_DATASET CONTENT_
________________________________________

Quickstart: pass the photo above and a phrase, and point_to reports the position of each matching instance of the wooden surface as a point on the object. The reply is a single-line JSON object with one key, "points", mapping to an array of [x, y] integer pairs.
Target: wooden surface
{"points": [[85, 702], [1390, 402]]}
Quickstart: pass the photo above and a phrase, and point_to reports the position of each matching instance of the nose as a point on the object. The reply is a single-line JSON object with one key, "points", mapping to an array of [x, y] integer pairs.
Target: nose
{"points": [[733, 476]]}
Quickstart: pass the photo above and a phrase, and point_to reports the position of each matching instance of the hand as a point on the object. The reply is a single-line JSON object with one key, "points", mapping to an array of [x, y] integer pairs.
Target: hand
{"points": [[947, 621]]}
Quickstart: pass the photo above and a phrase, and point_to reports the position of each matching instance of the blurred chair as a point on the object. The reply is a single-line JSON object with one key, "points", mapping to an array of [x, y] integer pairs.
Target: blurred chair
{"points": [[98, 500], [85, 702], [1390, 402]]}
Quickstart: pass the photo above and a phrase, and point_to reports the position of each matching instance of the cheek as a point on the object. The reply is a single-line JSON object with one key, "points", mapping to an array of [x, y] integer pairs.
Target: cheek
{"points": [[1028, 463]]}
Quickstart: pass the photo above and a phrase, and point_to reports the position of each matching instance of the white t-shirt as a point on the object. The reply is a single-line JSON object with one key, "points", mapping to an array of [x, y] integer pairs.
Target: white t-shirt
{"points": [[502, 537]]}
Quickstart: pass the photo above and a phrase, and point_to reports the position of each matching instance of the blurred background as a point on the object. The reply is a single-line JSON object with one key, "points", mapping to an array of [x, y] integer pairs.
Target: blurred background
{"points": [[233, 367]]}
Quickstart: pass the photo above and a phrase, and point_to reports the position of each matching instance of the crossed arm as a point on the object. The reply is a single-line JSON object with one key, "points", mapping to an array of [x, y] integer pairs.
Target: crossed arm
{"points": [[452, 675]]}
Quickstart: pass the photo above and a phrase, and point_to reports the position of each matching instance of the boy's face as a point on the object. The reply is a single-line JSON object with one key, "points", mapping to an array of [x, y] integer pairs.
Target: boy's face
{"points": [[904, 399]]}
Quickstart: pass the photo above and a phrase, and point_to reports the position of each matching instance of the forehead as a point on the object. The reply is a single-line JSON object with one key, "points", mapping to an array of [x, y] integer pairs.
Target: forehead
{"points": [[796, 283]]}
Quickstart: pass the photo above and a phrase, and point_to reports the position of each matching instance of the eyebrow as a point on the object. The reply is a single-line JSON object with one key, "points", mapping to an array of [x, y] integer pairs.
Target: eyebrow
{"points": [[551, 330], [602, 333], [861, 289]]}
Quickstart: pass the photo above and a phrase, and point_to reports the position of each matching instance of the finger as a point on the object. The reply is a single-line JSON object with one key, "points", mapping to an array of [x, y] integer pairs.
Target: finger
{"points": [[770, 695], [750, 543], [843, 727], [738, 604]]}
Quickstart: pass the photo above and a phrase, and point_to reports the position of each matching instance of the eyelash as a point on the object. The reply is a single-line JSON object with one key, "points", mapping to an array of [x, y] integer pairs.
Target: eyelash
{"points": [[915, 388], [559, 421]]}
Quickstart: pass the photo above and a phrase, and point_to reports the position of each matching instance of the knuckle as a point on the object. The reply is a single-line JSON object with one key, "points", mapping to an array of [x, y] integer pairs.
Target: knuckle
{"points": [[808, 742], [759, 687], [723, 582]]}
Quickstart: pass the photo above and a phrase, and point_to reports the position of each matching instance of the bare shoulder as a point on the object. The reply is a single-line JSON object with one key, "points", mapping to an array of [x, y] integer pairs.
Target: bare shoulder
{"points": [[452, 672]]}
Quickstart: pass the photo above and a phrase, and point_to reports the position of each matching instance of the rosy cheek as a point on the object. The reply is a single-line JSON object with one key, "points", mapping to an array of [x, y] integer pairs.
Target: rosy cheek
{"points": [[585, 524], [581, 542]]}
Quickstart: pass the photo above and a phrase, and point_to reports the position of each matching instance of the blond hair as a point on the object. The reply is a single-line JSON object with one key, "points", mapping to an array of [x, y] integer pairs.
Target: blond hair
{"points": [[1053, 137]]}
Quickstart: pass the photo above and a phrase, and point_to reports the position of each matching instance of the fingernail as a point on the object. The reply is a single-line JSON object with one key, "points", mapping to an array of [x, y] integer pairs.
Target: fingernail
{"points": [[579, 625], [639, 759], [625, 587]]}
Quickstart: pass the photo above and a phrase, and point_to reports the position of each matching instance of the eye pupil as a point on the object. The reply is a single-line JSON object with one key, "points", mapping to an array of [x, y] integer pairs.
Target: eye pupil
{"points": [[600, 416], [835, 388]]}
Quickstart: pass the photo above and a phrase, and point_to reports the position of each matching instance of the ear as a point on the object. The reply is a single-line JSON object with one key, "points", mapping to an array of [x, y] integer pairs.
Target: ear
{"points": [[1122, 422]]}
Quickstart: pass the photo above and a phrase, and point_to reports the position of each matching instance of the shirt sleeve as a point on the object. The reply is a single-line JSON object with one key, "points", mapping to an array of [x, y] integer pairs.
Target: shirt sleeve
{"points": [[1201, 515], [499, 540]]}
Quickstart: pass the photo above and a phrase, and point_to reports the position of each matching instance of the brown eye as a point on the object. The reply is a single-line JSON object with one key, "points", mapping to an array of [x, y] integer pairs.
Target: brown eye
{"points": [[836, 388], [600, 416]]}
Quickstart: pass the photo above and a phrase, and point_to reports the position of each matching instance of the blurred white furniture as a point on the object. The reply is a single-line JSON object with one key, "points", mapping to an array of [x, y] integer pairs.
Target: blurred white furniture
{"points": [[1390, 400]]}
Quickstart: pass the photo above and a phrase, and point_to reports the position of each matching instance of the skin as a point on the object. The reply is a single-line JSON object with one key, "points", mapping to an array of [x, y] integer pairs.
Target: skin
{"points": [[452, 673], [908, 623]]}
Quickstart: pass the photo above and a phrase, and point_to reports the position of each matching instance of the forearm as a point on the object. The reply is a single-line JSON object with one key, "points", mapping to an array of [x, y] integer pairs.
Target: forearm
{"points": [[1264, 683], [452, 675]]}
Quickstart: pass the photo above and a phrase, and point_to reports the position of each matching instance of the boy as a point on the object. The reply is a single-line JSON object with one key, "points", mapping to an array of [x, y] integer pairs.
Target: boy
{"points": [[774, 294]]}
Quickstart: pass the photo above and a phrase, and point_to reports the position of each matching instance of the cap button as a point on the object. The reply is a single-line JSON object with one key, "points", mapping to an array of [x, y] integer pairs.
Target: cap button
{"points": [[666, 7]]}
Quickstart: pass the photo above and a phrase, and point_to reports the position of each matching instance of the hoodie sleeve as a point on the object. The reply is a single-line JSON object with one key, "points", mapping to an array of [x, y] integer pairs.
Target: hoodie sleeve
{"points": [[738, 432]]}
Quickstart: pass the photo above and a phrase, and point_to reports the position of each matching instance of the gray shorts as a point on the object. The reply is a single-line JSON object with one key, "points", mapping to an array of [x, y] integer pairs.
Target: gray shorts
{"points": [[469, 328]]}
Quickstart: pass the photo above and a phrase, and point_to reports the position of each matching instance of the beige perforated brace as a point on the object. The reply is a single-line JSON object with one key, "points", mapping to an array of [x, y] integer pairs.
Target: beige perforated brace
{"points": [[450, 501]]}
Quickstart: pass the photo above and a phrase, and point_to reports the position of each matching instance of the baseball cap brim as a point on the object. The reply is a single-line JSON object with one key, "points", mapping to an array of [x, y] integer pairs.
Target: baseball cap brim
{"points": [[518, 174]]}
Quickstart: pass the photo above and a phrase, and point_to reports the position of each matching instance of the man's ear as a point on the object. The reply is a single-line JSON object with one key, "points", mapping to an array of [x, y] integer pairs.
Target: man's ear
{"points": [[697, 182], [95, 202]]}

________________________________________

_EXERCISE DETAILS_
Write out, word for word, the line containing "of the baseball" and every line after it to the end of the data above.

_EXERCISE SOLUTION_
Quickstart: pass the photo above and a phrase, and point_to reports the position of each matching instance of the baseball cap brim as a point on the object. The reply is a single-line JSON object with one key, "points", mapping to an array of [x, y] integer pairs.
Target: baseball cap brim
{"points": [[518, 174]]}
Quickstart: pass the photo above and a phrase, and point_to reports the position of each matching instance of the man's ear as a point on the object. The reply is a single-line JSON object with one key, "points", mapping to an array of [x, y] integer pairs.
Target: man's ear
{"points": [[697, 182], [95, 202]]}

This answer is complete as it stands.